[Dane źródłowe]

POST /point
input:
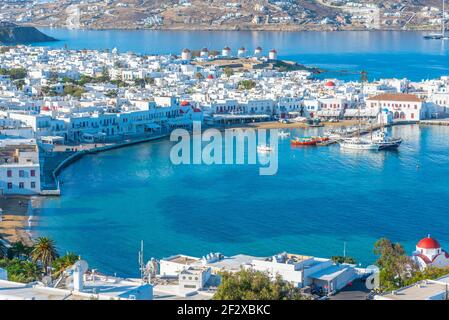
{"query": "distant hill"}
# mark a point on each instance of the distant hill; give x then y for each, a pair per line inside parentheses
(276, 15)
(11, 33)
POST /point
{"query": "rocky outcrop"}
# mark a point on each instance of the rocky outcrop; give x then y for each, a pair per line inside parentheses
(11, 33)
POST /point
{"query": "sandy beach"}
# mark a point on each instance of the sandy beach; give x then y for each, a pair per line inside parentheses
(15, 219)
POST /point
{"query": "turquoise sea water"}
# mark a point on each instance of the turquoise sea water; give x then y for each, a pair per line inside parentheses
(320, 199)
(383, 54)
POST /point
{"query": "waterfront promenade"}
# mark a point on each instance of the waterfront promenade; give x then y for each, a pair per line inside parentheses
(63, 155)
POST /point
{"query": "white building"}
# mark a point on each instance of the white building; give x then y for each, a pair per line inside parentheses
(3, 274)
(204, 53)
(226, 52)
(258, 52)
(307, 271)
(241, 52)
(186, 55)
(429, 253)
(19, 167)
(403, 107)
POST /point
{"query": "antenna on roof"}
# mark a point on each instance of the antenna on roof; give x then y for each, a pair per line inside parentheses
(141, 261)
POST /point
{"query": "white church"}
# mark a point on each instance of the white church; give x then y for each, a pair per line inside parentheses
(429, 253)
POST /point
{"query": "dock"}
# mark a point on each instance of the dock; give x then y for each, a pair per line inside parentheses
(435, 122)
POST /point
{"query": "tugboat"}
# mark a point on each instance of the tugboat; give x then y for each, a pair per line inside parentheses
(304, 142)
(442, 35)
(283, 134)
(358, 143)
(385, 142)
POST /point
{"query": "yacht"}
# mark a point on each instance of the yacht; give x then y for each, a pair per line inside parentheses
(283, 134)
(358, 143)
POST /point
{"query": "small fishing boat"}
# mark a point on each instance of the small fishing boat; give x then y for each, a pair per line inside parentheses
(357, 143)
(386, 142)
(308, 141)
(283, 134)
(325, 143)
(264, 148)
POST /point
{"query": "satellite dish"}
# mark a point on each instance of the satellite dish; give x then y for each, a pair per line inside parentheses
(46, 281)
(82, 265)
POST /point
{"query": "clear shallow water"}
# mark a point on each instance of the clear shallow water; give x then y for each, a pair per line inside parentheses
(320, 198)
(382, 54)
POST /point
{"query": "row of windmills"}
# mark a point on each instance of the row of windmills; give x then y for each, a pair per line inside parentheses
(226, 52)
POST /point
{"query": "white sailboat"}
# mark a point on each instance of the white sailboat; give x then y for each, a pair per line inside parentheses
(358, 143)
(442, 35)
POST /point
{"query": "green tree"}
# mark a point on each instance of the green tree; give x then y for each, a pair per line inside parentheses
(111, 94)
(44, 251)
(228, 71)
(3, 249)
(254, 285)
(199, 76)
(14, 73)
(431, 273)
(75, 91)
(19, 250)
(149, 80)
(247, 84)
(396, 268)
(340, 259)
(20, 271)
(64, 262)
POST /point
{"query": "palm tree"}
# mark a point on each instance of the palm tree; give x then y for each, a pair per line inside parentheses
(62, 263)
(44, 251)
(3, 249)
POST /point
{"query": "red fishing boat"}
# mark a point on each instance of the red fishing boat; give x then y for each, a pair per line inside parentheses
(304, 142)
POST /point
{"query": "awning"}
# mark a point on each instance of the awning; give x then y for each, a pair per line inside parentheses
(361, 113)
(152, 126)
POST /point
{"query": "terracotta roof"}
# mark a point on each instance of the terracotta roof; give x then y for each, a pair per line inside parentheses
(395, 97)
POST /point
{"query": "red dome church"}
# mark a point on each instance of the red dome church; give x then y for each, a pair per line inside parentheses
(430, 254)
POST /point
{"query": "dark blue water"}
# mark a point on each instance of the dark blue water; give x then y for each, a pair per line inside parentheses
(382, 54)
(320, 198)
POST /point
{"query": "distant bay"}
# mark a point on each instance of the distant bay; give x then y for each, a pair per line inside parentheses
(345, 54)
(320, 200)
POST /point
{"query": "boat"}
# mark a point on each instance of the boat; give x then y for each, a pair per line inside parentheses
(265, 148)
(304, 142)
(326, 143)
(356, 143)
(385, 142)
(442, 35)
(283, 134)
(315, 123)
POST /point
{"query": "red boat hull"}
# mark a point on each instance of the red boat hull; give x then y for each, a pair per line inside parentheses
(304, 143)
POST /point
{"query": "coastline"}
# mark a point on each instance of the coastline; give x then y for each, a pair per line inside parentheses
(231, 28)
(17, 219)
(18, 211)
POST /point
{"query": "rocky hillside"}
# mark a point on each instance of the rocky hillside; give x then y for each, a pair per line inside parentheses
(13, 34)
(228, 14)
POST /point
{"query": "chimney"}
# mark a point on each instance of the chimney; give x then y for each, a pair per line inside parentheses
(78, 279)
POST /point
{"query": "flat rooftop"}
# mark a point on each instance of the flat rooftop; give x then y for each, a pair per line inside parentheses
(233, 263)
(18, 291)
(181, 259)
(422, 291)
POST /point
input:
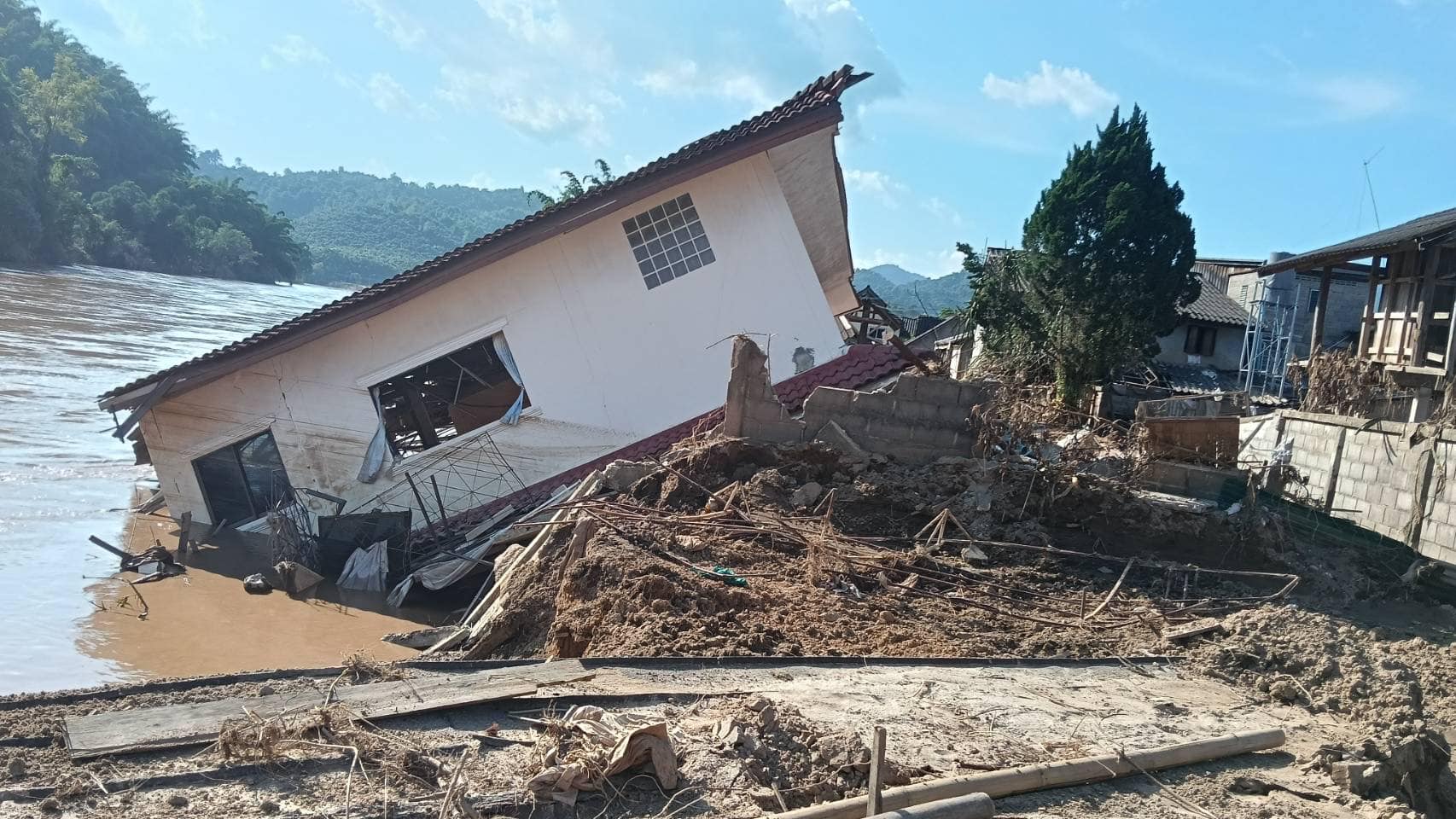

**Szczegóły zadania**
Podaj, ile wierszy listingu zawiera słowo „dome”. Wpisz wyłącznie liczbę.

**Rozwiązane zadanie**
2